> **Exercise objective**
Render this sentence from the Project 4 overview in Spanish: "The slave servers are contacted for a GET only upon a cache miss on the master."

> **Page**
^^^^^^^^^^^^^^^^
Project 4 - Distributed Key-Value Store

Overview

In project 4, you will implement a distributed key-value store that runs across multiple nodes.

Multiple clients will be communicating with a single master server in a given messaging format (KVMessage) using a client library (KVClient). The master contains a set-associative cache (KVCache), and it uses the cache to serve GET requests without going to the key-value (slave) servers it coordinates. The slave servers are contacted for a GET only upon a cache miss on the master. The master will use the TPCMaster library to forward client requests for PUT and DEL to multiple slave servers and follow the 2PC protocol for atomic PUT and DEL operations across multiple slave servers. KVServers remain the same as project 3.

Concepts to learn: two-phase commit, logging and recovery, consistent hashing, failure detection using timeouts

Figure: A distributed key-value store with replication factor of two.
^^^^^^^^^^^^^^^^
> **Given data**
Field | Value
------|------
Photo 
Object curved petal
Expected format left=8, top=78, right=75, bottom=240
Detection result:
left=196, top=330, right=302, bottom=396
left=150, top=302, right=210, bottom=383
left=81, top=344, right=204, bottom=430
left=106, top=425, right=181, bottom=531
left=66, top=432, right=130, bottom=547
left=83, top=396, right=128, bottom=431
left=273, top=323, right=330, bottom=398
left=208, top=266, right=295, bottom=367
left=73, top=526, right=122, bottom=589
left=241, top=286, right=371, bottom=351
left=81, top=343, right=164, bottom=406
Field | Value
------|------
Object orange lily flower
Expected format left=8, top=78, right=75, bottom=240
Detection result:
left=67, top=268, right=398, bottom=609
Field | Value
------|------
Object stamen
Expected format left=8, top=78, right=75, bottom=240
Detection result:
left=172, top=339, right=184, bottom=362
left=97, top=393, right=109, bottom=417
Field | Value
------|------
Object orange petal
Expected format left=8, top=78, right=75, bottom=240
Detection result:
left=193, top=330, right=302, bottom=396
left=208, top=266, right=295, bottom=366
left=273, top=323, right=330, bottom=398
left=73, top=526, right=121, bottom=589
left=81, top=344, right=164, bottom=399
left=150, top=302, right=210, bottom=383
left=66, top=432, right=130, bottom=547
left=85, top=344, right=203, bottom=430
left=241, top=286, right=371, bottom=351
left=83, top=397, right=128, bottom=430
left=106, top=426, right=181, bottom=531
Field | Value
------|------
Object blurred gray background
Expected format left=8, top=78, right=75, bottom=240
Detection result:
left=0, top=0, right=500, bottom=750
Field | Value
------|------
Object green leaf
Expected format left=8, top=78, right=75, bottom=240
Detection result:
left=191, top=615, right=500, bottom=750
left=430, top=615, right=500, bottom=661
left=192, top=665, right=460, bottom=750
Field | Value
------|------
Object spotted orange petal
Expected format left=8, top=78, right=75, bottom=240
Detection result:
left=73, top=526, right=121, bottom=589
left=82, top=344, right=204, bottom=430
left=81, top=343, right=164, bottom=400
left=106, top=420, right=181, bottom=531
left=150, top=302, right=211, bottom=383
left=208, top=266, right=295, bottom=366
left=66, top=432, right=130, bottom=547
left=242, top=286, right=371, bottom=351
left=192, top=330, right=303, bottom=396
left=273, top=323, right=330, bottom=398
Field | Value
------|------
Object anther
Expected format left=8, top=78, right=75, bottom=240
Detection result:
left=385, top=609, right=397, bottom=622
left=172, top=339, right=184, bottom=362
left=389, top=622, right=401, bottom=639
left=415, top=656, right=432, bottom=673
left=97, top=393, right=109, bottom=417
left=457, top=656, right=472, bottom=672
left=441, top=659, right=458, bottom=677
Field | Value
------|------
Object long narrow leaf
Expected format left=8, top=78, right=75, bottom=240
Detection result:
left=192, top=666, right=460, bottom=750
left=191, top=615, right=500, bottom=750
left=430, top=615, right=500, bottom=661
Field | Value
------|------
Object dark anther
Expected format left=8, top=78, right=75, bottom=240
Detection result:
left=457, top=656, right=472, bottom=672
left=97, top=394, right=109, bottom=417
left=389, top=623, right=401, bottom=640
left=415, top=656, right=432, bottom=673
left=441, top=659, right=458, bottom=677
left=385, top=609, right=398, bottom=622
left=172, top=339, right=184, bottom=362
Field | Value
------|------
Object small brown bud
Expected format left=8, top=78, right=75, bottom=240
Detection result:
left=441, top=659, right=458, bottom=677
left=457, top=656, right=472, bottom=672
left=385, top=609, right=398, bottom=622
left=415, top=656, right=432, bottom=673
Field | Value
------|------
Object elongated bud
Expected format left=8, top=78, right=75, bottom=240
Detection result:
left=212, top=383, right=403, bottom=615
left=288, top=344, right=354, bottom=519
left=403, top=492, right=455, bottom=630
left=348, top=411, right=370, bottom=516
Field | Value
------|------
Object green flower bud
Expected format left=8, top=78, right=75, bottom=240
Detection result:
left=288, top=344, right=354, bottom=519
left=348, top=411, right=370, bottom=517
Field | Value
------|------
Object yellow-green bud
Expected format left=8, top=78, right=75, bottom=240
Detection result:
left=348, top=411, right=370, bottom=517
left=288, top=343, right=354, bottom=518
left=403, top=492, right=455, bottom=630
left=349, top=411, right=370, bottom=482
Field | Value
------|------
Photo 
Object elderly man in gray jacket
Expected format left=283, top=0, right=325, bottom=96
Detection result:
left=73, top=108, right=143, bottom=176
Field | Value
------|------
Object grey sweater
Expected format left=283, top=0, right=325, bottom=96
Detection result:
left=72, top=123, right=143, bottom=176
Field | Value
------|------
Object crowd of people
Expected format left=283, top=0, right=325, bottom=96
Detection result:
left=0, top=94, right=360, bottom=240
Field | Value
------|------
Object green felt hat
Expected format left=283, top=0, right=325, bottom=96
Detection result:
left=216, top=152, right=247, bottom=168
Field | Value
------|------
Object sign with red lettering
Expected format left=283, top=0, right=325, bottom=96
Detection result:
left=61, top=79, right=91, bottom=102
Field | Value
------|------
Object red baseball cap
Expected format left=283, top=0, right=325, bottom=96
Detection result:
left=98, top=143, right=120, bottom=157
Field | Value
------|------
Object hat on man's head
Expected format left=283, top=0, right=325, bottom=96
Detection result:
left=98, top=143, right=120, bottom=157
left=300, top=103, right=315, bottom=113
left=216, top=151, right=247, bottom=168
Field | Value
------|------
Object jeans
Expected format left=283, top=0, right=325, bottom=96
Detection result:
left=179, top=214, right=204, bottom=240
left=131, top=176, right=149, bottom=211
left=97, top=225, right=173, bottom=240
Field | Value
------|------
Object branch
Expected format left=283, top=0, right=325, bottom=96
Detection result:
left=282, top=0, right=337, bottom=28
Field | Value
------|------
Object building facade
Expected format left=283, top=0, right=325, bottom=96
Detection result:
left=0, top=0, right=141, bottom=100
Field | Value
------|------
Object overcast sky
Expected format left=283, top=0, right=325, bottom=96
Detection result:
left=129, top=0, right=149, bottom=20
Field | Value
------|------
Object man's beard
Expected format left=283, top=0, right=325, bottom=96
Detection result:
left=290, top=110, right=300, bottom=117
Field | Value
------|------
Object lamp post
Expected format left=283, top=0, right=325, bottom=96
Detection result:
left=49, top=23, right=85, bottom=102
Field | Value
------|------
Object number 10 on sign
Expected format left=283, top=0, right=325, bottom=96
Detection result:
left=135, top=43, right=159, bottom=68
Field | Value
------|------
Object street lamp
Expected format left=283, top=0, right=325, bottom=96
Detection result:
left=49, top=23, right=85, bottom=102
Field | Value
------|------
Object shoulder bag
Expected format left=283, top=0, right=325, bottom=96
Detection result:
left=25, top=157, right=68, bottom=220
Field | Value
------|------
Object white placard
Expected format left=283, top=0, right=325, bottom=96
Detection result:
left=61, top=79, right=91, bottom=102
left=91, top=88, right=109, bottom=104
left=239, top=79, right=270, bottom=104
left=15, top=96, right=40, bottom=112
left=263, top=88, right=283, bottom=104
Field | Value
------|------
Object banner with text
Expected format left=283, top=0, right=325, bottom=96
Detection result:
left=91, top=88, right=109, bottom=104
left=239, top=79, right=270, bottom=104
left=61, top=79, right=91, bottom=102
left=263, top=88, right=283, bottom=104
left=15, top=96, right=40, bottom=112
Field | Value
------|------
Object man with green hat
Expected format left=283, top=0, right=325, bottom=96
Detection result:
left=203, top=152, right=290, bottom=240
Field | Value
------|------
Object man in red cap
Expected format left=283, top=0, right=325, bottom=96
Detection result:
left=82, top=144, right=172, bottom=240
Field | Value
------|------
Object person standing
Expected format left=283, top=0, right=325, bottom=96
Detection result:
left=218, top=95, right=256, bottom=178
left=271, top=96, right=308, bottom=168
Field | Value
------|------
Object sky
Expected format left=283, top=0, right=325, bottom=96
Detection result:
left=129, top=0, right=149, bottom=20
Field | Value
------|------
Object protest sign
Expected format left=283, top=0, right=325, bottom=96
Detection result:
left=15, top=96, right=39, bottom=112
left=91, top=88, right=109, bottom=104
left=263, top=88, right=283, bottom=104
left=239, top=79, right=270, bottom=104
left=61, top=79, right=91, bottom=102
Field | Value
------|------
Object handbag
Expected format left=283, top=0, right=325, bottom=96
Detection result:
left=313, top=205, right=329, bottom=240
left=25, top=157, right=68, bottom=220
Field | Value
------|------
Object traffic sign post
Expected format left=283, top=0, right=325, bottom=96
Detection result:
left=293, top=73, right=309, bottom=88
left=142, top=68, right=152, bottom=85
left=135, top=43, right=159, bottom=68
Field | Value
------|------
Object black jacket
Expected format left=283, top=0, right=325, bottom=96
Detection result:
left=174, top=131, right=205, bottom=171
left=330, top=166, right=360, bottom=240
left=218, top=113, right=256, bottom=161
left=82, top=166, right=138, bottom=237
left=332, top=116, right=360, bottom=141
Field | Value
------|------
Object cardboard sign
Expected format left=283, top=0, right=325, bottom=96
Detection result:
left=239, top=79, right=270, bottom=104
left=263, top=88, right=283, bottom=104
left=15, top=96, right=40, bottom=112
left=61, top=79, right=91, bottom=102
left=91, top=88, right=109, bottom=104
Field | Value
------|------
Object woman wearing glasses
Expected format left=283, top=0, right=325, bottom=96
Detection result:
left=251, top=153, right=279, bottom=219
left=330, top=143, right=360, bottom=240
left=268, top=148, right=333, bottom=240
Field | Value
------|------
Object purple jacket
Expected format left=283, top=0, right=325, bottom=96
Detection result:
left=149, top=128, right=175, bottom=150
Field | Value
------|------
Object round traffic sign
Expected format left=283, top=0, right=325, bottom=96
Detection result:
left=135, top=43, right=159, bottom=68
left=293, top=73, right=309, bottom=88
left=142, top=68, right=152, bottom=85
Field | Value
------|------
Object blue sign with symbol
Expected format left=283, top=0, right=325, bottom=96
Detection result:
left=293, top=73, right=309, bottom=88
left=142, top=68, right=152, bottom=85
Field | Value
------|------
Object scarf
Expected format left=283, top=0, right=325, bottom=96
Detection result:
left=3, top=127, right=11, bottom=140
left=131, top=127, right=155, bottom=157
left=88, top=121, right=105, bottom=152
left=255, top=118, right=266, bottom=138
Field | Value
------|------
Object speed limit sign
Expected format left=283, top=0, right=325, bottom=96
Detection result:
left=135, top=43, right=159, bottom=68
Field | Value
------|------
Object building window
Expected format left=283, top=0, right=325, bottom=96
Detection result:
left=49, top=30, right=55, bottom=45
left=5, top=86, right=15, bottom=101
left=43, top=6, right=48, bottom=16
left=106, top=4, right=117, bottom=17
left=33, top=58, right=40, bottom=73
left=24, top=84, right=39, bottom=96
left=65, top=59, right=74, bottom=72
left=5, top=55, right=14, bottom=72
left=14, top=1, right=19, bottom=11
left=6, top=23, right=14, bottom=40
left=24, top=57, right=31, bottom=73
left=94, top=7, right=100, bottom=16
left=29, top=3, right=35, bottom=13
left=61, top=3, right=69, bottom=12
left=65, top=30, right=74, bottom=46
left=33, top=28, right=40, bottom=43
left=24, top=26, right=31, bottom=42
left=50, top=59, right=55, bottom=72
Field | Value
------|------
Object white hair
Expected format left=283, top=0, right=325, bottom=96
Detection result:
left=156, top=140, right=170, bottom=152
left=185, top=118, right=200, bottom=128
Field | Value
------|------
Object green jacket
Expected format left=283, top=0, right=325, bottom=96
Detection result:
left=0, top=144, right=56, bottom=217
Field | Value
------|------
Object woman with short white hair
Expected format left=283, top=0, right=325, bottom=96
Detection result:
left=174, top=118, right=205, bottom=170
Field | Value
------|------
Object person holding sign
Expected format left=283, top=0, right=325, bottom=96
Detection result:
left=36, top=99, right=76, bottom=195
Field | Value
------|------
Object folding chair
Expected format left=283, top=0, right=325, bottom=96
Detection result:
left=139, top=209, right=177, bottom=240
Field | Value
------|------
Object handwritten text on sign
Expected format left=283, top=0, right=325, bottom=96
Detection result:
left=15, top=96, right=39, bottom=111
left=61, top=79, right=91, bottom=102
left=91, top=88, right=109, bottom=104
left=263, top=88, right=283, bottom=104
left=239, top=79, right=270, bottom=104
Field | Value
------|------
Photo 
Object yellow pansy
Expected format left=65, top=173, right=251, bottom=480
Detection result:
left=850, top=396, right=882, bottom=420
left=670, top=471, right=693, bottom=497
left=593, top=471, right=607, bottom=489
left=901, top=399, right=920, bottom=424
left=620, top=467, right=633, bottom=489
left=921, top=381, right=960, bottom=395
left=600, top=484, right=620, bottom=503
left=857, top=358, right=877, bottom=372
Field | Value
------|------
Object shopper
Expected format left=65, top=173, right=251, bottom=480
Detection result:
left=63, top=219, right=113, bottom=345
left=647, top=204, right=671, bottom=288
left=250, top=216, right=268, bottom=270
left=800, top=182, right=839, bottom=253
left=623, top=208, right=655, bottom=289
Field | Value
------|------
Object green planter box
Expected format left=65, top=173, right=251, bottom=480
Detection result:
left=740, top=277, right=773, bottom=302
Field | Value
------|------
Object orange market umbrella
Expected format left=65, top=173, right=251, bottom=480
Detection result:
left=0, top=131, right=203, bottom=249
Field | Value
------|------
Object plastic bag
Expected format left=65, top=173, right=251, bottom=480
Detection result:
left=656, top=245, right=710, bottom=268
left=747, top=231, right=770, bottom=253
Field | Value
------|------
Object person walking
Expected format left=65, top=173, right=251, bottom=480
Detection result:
^^^^^^^^^^^^^^^^
> **Output of the task**
Los servidores esclavos se contactan para un GET solo cuando se produce un fallo de caché en el maestro.